Teks yang Diberikan
-.-.-
Kupang, Vox NTT – Pemerintah provinsi dan kabupaten/kota melalui Dinas Pendidikan di Nusa Tenggara Timur (NTT) diminta untuk membentuk tim khusus terhadap evaluasi pelaksanaan pembelajaran secara virtual (daring).
Hal ini disampaikan Dosen Fisip Ilmu Pemerintahan Universitas Widya Mandira (Unwira) Kupang, Thomas Susu kepada wartawan di Kupang, Jumat (07/08/2020).
Menurut Thomas evaluasi itu mesti dilakukan untuk mengetahui sejauh mana model pembelajaran menggunakan sistem daring tersebut.
Karena kata dia, model ini dipaksa untuk diterapkan tanpa ada persiapan terlebih dahulu hanya karena adanya pandemi Covid-19.
Dengan adanya tim khusus untuk melakukan evaluasi dimaksud agar ada tanggung jawab yang diberikan atas hasil kerja yang dijalankan.
“Dari kegiatan evaluasi, kita bisa tahu kelemahan sistem pembelajaran, sumber daya, input, dan dampak untuk selanjutnya dicari model pembenahannya,” kata Tomi demikian Thomas disapa.
Ia berargumen, hingga saat ini belum ada format yang dipakai untuk melakukan evaluasi terhadap model pembelajaran menggunakan sistem daring.
Kata dia, para guru termasuk dosen di perguruan tinggi pun belum dapat mengukur perkembangan pengetahuan anak. Para peserta didik hanya ditugaskan untuk mengerjakan soal- soal tanpa ada penjelasan bila para peserta didik menemukan kesulitan saat mengerjakan soa- soal.
-.-.-
Tugas Latihan
Tolong salin ulang seluruh berita tentang evaluasi pembelajaran daring di NTT tanpa mengubah satu kata atau tanda baca pun.

Data lokalisasi foto beranotasi
-.-.-
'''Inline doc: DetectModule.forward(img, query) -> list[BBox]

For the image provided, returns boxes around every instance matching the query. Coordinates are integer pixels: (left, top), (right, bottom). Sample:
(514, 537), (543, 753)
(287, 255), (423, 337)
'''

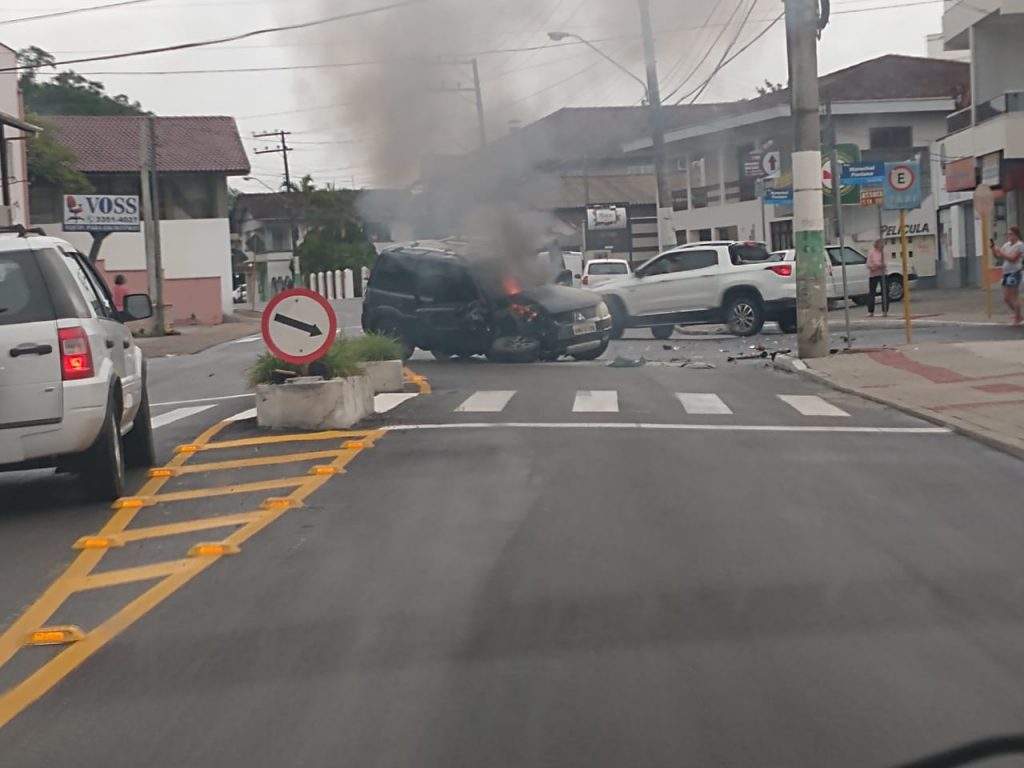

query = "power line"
(0, 0), (428, 73)
(0, 0), (155, 27)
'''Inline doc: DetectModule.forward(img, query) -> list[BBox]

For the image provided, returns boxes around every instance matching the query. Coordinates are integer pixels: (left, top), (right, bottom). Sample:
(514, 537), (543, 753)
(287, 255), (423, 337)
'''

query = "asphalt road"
(0, 306), (1024, 768)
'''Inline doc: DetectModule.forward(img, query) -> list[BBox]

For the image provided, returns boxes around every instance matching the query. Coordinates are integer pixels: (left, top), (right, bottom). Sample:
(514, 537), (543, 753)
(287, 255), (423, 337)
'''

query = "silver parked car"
(0, 227), (156, 501)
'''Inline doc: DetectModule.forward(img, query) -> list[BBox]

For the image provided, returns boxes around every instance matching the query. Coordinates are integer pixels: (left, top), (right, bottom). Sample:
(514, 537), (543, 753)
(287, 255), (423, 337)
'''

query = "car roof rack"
(0, 224), (46, 238)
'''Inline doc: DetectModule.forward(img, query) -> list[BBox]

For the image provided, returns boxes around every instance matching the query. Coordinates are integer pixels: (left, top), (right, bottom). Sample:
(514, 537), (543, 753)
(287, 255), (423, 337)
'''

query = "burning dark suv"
(362, 241), (611, 362)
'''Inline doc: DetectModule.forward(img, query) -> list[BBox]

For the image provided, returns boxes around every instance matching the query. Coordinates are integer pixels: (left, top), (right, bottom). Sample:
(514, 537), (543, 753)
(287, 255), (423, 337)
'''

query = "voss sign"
(63, 195), (142, 232)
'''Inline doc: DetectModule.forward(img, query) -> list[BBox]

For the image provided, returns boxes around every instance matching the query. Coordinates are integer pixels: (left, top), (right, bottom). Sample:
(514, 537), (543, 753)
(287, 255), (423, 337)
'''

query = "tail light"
(57, 327), (95, 381)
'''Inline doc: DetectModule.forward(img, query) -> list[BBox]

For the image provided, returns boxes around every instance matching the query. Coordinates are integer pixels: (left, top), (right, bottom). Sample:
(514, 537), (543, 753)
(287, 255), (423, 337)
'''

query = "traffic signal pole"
(785, 0), (838, 358)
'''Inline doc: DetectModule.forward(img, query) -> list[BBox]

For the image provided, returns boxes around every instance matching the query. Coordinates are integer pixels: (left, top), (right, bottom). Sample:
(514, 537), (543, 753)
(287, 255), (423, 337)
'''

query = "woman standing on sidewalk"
(990, 226), (1024, 326)
(867, 240), (889, 317)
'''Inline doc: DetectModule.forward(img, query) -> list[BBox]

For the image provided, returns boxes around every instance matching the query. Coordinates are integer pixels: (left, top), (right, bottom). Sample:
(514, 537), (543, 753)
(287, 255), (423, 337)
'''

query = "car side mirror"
(121, 293), (153, 323)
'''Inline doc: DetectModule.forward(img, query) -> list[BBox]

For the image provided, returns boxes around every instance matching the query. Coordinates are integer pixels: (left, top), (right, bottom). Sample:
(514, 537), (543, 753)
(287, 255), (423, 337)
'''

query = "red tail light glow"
(57, 328), (95, 381)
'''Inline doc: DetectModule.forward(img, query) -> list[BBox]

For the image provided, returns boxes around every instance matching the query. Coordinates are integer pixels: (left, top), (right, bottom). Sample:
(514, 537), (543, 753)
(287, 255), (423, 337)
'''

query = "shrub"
(350, 334), (403, 362)
(246, 339), (362, 387)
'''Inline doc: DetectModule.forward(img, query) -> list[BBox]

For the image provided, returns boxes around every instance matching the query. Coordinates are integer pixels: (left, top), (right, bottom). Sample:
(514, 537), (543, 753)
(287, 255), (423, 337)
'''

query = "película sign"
(61, 195), (142, 232)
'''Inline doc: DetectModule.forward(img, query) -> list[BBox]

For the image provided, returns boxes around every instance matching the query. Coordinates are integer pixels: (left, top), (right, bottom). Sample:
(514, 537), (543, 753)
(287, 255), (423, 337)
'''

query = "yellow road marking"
(178, 449), (342, 475)
(0, 421), (384, 728)
(146, 475), (308, 504)
(76, 559), (191, 591)
(121, 512), (260, 542)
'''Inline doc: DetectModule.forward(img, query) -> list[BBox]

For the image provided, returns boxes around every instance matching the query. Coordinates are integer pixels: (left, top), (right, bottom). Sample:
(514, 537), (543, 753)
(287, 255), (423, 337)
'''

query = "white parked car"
(583, 259), (633, 288)
(773, 246), (918, 304)
(594, 241), (797, 339)
(0, 227), (156, 501)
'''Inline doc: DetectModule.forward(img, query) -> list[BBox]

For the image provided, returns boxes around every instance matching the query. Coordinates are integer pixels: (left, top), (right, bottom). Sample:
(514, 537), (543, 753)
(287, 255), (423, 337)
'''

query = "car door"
(416, 259), (482, 352)
(828, 246), (868, 297)
(0, 249), (63, 430)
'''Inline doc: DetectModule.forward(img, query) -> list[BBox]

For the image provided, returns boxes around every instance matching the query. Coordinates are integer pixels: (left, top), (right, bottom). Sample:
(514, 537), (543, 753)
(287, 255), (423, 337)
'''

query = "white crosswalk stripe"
(778, 394), (850, 418)
(456, 389), (515, 414)
(374, 392), (419, 414)
(572, 389), (618, 414)
(676, 392), (732, 416)
(153, 406), (213, 429)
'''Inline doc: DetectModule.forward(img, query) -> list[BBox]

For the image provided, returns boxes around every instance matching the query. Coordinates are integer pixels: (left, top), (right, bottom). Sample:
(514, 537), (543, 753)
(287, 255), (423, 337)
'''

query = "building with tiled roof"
(29, 116), (250, 324)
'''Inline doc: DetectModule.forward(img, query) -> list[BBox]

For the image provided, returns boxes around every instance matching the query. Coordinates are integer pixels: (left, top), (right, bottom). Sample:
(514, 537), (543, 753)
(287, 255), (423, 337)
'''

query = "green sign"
(821, 144), (860, 206)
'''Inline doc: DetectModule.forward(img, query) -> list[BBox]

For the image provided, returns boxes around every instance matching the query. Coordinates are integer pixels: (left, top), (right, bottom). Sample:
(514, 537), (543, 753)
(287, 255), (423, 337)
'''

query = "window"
(416, 261), (479, 304)
(370, 253), (413, 296)
(870, 126), (913, 150)
(826, 247), (867, 266)
(0, 251), (55, 326)
(587, 261), (630, 274)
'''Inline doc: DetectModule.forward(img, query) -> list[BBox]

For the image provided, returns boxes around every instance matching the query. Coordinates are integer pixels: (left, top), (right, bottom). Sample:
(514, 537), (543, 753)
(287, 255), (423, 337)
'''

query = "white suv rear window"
(0, 251), (56, 326)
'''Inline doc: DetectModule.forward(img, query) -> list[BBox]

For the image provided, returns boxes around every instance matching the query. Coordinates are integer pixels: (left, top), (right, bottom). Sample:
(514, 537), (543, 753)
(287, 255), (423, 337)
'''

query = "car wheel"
(124, 384), (157, 469)
(886, 274), (903, 301)
(777, 312), (797, 334)
(79, 399), (125, 502)
(572, 339), (610, 361)
(725, 293), (765, 336)
(605, 297), (628, 339)
(487, 336), (541, 362)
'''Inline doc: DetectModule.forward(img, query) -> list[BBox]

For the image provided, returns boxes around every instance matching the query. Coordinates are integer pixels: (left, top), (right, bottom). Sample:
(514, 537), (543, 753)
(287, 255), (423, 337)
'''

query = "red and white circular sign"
(889, 165), (916, 191)
(262, 288), (338, 366)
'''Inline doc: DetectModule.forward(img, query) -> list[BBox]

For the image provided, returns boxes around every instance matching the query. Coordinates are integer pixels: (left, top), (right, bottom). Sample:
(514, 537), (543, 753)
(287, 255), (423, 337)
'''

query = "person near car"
(114, 274), (128, 311)
(989, 226), (1024, 326)
(861, 240), (889, 317)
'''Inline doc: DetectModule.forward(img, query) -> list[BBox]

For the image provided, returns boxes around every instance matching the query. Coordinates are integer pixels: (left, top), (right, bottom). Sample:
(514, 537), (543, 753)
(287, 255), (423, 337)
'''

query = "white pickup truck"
(594, 241), (797, 339)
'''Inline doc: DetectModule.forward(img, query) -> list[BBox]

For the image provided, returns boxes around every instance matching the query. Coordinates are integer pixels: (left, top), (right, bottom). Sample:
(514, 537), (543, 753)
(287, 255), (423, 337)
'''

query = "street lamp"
(548, 32), (650, 102)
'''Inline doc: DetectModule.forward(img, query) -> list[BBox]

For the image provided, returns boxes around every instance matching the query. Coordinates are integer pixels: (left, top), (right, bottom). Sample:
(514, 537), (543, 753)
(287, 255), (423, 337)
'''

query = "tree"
(27, 114), (92, 194)
(17, 46), (147, 115)
(757, 78), (785, 96)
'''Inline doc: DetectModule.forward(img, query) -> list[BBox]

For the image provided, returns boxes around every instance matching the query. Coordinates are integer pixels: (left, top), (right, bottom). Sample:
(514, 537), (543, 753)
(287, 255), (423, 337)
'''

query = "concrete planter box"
(359, 360), (406, 392)
(256, 376), (374, 430)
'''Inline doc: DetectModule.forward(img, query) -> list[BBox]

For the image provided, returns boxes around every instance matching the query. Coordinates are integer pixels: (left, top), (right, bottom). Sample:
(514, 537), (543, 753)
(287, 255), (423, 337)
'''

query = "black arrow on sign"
(273, 312), (324, 336)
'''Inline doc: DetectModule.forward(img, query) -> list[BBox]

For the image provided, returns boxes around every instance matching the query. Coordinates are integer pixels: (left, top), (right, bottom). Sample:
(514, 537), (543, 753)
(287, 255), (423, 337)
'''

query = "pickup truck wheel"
(886, 274), (903, 301)
(79, 399), (125, 502)
(725, 293), (765, 336)
(124, 384), (157, 469)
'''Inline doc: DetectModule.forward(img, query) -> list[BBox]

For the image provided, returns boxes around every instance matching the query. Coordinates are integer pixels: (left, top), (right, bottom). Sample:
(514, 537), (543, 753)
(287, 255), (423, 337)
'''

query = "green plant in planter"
(350, 334), (403, 362)
(246, 339), (362, 387)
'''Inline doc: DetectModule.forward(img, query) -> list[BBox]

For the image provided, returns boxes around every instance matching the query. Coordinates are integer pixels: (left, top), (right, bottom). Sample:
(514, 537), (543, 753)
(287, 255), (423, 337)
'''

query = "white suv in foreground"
(594, 242), (797, 339)
(0, 227), (155, 501)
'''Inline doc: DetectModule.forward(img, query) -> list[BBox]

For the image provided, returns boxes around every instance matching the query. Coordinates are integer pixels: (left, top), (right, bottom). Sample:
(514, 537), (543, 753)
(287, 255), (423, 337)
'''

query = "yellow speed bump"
(259, 497), (302, 509)
(188, 542), (242, 557)
(25, 625), (85, 645)
(114, 496), (150, 509)
(72, 536), (125, 549)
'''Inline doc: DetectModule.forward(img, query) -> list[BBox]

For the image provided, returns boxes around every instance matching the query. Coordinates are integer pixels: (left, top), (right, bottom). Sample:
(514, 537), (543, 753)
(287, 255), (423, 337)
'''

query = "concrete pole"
(639, 0), (676, 252)
(785, 0), (829, 358)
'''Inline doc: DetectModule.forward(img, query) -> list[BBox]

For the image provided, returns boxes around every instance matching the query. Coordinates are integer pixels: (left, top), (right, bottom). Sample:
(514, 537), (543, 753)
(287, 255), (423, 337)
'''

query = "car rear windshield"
(587, 262), (630, 274)
(0, 251), (56, 326)
(729, 243), (782, 264)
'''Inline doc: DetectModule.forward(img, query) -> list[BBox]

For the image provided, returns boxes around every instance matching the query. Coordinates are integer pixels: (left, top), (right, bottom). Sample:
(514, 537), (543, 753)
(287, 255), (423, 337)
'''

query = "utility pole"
(639, 0), (676, 251)
(253, 130), (305, 288)
(139, 115), (167, 336)
(785, 0), (838, 358)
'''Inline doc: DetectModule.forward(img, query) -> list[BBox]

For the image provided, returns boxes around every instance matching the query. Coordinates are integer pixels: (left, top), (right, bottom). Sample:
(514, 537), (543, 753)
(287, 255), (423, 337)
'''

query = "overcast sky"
(9, 0), (942, 191)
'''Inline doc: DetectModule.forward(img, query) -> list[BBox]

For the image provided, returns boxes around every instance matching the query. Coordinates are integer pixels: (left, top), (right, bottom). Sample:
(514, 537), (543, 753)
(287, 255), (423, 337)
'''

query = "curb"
(772, 354), (1024, 460)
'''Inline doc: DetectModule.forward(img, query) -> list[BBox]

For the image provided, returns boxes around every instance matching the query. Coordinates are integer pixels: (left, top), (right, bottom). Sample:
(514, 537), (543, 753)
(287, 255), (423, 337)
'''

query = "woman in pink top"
(867, 240), (889, 317)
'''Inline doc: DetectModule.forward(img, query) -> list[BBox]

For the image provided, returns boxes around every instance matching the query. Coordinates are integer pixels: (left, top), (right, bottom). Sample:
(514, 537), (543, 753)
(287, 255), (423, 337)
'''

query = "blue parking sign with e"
(882, 161), (921, 211)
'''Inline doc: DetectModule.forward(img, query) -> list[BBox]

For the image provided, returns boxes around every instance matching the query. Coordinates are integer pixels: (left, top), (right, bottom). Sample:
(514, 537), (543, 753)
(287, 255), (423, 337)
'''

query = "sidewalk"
(776, 340), (1024, 459)
(135, 311), (260, 357)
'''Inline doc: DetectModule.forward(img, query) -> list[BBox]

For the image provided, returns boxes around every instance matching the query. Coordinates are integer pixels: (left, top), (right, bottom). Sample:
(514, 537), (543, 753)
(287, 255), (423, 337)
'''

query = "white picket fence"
(309, 267), (370, 301)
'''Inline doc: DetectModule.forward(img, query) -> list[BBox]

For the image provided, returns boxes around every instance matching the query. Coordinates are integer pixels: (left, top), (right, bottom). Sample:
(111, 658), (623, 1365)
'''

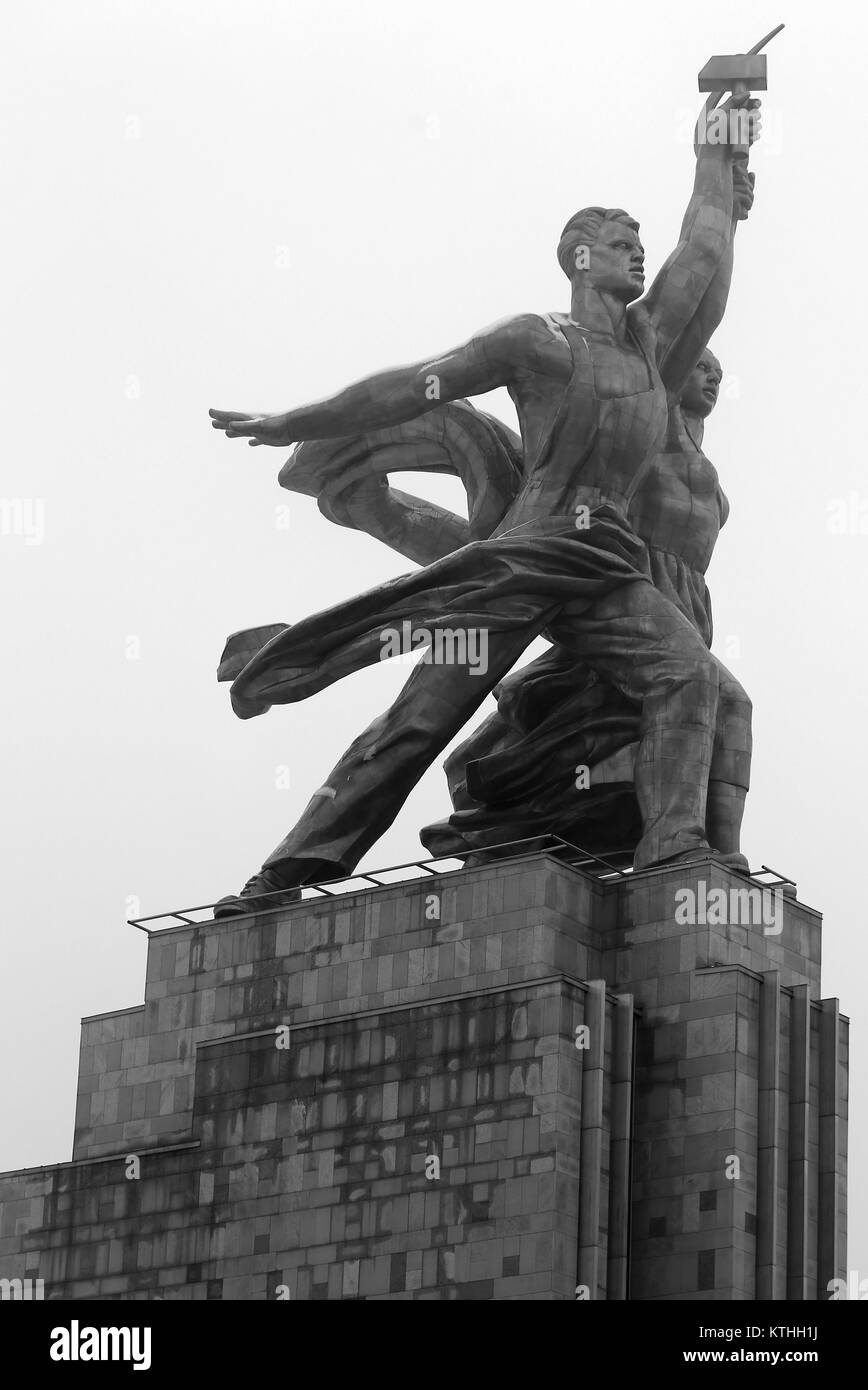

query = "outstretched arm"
(641, 97), (760, 373)
(209, 316), (531, 445)
(661, 160), (754, 398)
-.-.-
Hasil Tugas
Kupang, Vox NTT – Pemerintah provinsi dan kabupaten/kota melalui Dinas Pendidikan di Nusa Tenggara Timur (NTT) diminta untuk membentuk tim khusus terhadap evaluasi pelaksanaan pembelajaran secara virtual (daring).
Hal ini disampaikan Dosen Fisip Ilmu Pemerintahan Universitas Widya Mandira (Unwira) Kupang, Thomas Susu kepada wartawan di Kupang, Jumat (07/08/2020).
Menurut Thomas evaluasi itu mesti dilakukan untuk mengetahui sejauh mana model pembelajaran menggunakan sistem daring tersebut.
Karena kata dia, model ini dipaksa untuk diterapkan tanpa ada persiapan terlebih dahulu hanya karena adanya pandemi Covid-19.
Dengan adanya tim khusus untuk melakukan evaluasi dimaksud agar ada tanggung jawab yang diberikan atas hasil kerja yang dijalankan.
“Dari kegiatan evaluasi, kita bisa tahu kelemahan sistem pembelajaran, sumber daya, input, dan dampak untuk selanjutnya dicari model pembenahannya,” kata Tomi demikian Thomas disapa.
Ia berargumen, hingga saat ini belum ada format yang dipakai untuk melakukan evaluasi terhadap model pembelajaran menggunakan sistem daring.
Kata dia, para guru termasuk dosen di perguruan tinggi pun belum dapat mengukur perkembangan pengetahuan anak. Para peserta didik hanya ditugaskan untuk mengerjakan soal- soal tanpa ada penjelasan bila para peserta didik menemukan kesulitan saat mengerjakan soa- soal.